-- START Text segment --

Re: BUG #16585: Wrong filtering on a COALESCE field after using GROUPING SETS

From: Tom Lane <tgl(at)sss(dot)pgh(dot)pa(dot)us>
To: Andrew Gierth <andrew(at)tao11(dot)riddles(dot)org(dot)uk>
Cc: David Rowley <dgrowleyml(at)gmail(dot)com>, pavelsivash(at)gmail(dot)com, PostgreSQL mailing lists <pgsql-bugs(at)lists(dot)postgresql(dot)org>
Subject: Re: BUG #16585: Wrong filtering on a COALESCE field after using GROUPING SETS
Date: 2020-08-20 21:25:27
Message-ID: 1750212.1597958727@sss.pgh.pa.us
Views: Raw Message | Whole Thread | Download mbox | Resend email
Thread:
Lists: pgsql-bugs

Andrew Gierth <andrew(at)tao11(dot)riddles(dot)org(dot)uk> writes:
> The problem here is that something is assuming that the country_id is
> still constant 1 despite its participation in grouping sets rendering it
> sometimes null.

Yeah. Your version of the query is initially simplified, by one level
of subquery pullup, into

select coalesce(country_id, city_id) AS location_id,
total
from (select 1 as country_id,
city_id,
sum(cnt) as total
from (values (2,5),(2,1),(3,2),(3,7)) as table1(city_id,cnt)
group by grouping sets (1,2)) base
where coalesce(country_id, city_id) = 1;

We can't pull up the remaining subquery because it has GROUP BY.
But what we will try to do instead is to push down the outer
WHERE clause into the subquery (cf. set_subquery_pathlist and
subroutines). That code sees no reason not to do so, so
it converts this into

select coalesce(country_id, city_id) AS location_id,
total
from (select 1 as country_id,
city_id,
sum(cnt) as total
from (values (2,5),(2,1),(3,2),(3,7)) as table1(city_id,cnt)
group by grouping sets (1,2)
having coalesce(1, city_id) = 1
) base;

and then const-folding proves the HAVING to be constant-true.

-- END Text segment --
-- START Dataset excerpts --

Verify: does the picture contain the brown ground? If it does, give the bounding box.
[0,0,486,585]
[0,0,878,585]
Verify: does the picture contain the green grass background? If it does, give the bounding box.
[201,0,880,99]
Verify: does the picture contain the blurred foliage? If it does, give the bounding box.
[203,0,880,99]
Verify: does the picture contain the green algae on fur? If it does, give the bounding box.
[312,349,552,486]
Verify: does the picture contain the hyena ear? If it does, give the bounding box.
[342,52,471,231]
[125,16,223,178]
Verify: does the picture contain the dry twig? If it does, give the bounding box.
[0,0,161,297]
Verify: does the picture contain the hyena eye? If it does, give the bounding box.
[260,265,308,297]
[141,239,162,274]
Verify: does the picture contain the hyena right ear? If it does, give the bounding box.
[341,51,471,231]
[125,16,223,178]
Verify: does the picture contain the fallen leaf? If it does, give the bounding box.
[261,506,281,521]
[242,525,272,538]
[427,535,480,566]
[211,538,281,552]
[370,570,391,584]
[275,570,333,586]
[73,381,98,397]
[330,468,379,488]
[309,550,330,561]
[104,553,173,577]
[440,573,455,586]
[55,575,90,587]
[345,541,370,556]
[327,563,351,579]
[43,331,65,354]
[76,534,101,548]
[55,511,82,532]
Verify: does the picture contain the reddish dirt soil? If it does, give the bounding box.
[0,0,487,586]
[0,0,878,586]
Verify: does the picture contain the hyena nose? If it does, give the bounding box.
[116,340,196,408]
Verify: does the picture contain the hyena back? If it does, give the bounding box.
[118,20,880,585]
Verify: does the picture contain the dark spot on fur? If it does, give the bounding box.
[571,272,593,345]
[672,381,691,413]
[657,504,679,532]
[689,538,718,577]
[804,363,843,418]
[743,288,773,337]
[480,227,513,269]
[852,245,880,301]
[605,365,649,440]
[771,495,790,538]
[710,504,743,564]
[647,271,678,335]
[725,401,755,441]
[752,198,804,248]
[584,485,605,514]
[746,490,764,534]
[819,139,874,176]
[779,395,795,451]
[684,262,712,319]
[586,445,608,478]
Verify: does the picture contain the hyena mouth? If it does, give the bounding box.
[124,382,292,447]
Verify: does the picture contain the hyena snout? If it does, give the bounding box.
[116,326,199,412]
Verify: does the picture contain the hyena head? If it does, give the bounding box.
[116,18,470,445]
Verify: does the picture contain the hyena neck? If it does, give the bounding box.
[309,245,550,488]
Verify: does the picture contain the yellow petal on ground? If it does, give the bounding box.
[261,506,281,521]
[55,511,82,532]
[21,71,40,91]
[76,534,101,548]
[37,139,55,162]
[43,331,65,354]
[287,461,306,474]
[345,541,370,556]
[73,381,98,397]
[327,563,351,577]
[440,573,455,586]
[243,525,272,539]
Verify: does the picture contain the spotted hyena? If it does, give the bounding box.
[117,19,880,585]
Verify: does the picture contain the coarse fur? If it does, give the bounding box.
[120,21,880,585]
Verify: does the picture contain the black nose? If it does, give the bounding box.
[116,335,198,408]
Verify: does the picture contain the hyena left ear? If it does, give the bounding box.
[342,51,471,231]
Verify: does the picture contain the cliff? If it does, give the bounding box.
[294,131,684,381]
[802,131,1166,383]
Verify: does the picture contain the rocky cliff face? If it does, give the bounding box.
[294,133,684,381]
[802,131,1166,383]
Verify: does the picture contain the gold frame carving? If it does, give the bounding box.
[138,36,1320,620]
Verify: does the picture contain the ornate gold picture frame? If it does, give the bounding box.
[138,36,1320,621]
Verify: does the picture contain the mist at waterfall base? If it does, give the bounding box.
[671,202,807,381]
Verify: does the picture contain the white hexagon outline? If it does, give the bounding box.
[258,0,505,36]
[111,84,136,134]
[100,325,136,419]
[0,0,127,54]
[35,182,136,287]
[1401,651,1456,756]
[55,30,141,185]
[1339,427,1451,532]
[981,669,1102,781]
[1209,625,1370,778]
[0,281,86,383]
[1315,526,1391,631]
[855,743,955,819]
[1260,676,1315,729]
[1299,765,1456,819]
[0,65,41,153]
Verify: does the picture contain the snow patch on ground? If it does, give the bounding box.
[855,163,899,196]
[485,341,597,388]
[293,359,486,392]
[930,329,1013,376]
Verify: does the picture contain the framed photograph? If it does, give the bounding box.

-- END Dataset excerpts --

Brief
Revise the stretch of the bug-report reply from "Yeah. Your version" through "has GROUP BY.", putting "rewritten" in place of "simplified". These records come from a different source than the text.

Solved problem
Yeah. Your version of the query is initially rewritten, by one level
of subquery pullup, into

select coalesce(country_id, city_id) AS location_id,
total
from (select 1 as country_id,
city_id,
sum(cnt) as total
from (values (2,5),(2,1),(3,2),(3,7)) as table1(city_id,cnt)
group by grouping sets (1,2)) base
where coalesce(country_id, city_id) = 1;

We can't pull up the remaining subquery because it has GROUP BY.